* **Given request**
Copy the data word for word, keeping every line.

* **Data records**
——————

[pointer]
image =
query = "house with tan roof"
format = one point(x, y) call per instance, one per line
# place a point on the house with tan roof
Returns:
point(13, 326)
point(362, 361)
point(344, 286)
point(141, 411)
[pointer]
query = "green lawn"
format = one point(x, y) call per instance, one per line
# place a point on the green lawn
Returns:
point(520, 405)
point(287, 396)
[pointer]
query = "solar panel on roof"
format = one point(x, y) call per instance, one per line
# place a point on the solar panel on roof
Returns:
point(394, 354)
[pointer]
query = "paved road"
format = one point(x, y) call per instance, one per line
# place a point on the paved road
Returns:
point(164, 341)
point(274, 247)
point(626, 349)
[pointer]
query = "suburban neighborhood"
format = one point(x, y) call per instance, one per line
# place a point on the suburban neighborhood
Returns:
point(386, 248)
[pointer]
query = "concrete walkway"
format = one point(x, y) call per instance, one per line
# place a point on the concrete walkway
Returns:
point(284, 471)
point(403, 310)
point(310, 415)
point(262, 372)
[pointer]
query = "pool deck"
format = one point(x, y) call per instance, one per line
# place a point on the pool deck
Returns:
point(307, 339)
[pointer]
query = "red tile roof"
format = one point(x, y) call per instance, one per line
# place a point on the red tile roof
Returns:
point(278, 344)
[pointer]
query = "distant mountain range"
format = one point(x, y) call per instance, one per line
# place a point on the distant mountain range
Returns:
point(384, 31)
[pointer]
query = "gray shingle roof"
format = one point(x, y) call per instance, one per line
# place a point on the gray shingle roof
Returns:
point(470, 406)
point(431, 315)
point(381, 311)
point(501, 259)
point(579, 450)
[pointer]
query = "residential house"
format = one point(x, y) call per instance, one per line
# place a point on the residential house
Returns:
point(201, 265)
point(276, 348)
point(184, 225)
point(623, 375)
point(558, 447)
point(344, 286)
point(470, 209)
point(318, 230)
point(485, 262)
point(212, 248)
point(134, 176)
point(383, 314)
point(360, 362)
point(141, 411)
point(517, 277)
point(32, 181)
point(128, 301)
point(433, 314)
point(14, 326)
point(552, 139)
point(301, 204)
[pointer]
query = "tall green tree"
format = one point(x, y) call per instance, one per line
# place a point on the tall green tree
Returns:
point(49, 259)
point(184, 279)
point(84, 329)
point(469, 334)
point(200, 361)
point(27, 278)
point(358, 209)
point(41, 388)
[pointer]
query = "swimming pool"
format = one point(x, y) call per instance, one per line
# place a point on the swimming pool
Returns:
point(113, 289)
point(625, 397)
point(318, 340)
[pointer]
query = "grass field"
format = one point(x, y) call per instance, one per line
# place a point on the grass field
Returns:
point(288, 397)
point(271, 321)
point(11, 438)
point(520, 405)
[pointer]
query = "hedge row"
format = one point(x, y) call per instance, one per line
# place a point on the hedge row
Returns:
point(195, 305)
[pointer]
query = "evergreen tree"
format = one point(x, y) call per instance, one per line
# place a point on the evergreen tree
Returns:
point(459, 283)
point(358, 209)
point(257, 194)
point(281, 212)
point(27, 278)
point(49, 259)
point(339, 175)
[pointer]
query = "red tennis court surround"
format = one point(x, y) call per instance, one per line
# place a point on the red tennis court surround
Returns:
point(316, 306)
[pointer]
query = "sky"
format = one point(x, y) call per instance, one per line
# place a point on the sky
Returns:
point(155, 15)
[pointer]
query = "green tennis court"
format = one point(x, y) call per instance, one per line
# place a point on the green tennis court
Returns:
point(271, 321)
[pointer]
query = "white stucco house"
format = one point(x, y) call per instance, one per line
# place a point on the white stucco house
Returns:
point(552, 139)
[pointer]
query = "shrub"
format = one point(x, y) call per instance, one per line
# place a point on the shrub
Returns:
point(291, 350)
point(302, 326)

——————

* **Exercise output**
[pointer]
image =
query = "house with tan roof"
format = one point(x, y) call per instance, one per line
# place a point on the house with tan roof
Returns:
point(13, 326)
point(362, 361)
point(344, 286)
point(141, 411)
[pointer]
query = "green lawn"
format = one point(x, y) call per instance, one per line
# place a point on the green lawn
Returns:
point(520, 405)
point(287, 396)
[pointer]
query = "solar panel on roof"
format = one point(x, y) call per instance, one per line
# place a point on the solar panel on roof
Returns:
point(394, 354)
[pointer]
query = "paved road"
format = one point(x, y) call per instance, one per line
# place a point on the paved road
Returns:
point(164, 341)
point(274, 247)
point(626, 349)
[pointer]
query = "suburban neighborhood"
format = one point(x, y) call per instance, one per line
# place a point on the suburban neighborhood
Returns:
point(386, 248)
[pointer]
query = "concrete walkway"
format = one point(x, y) call per instance, one per line
# place a point on the concrete walkway
Returns:
point(284, 471)
point(403, 310)
point(310, 415)
point(262, 372)
[pointer]
query = "pool deck"
format = one point(x, y) call per instance, one per line
# place a point on the pool deck
Returns:
point(307, 339)
[pointer]
query = "red tile roof"
format = one point(x, y) call per instance, one per line
# place a point on the red tile roof
Returns:
point(278, 344)
[pointer]
query = "distant mountain range"
format = one point(x, y) call per instance, one per line
# place a point on the distant mountain range
Returns:
point(384, 31)
[pointer]
query = "gray shingle roof"
format = one point(x, y) call per instance, one per line
# place a point on the gray shingle roof
Returns:
point(470, 406)
point(431, 315)
point(381, 311)
point(501, 259)
point(579, 450)
[pointer]
query = "residential house"
format = one point(x, y) call per instance, one per line
# place a point on the residential house
Returns:
point(201, 265)
point(276, 348)
point(184, 225)
point(623, 375)
point(558, 447)
point(344, 286)
point(470, 209)
point(318, 230)
point(485, 262)
point(212, 248)
point(134, 176)
point(383, 314)
point(360, 362)
point(141, 411)
point(517, 277)
point(32, 181)
point(128, 301)
point(433, 314)
point(14, 326)
point(552, 139)
point(301, 204)
[pointer]
query = "tall green tree"
format = one point(x, y) call per instance, one per line
# place a point on the tall green tree
Returns:
point(49, 259)
point(184, 279)
point(84, 329)
point(469, 334)
point(200, 361)
point(27, 278)
point(358, 209)
point(41, 388)
[pointer]
query = "swimming pool"
format = one point(x, y) call per instance, one per line
# place a point on the swimming pool
Returns:
point(113, 289)
point(625, 397)
point(318, 340)
[pointer]
query = "grass field"
format = one point(x, y) call per instance, one per line
# place a point on the grass field
Returns:
point(288, 397)
point(271, 321)
point(11, 438)
point(520, 405)
[pointer]
query = "hedge row"
format = one point(x, y) call per instance, one per line
# place a point on the hedge row
Returns:
point(195, 305)
[pointer]
query = "evergreen tree"
format = one point(x, y) call per instance, one per line
# place a point on the evergreen tree
Returns:
point(459, 283)
point(358, 209)
point(257, 194)
point(281, 212)
point(27, 278)
point(49, 259)
point(339, 175)
[pointer]
query = "red tennis court surround"
format = one point(x, y) call per instance, one per line
# place a point on the red tennis court surround
Returns:
point(316, 306)
[pointer]
query = "sky"
format = one point(x, y) call per instance, one per line
# place a point on the sky
Returns:
point(155, 15)
[pointer]
query = "green tennis court"
format = one point(x, y) call per instance, one per line
# place a point on the green tennis court
Returns:
point(271, 321)
[pointer]
query = "white stucco house"
format = one point(x, y) call per instance, one per line
# place a point on the white stucco house
Returns:
point(552, 139)
[pointer]
query = "shrub"
format = one point(x, y) call per instance, one per line
# place a point on the shrub
Returns:
point(291, 350)
point(302, 326)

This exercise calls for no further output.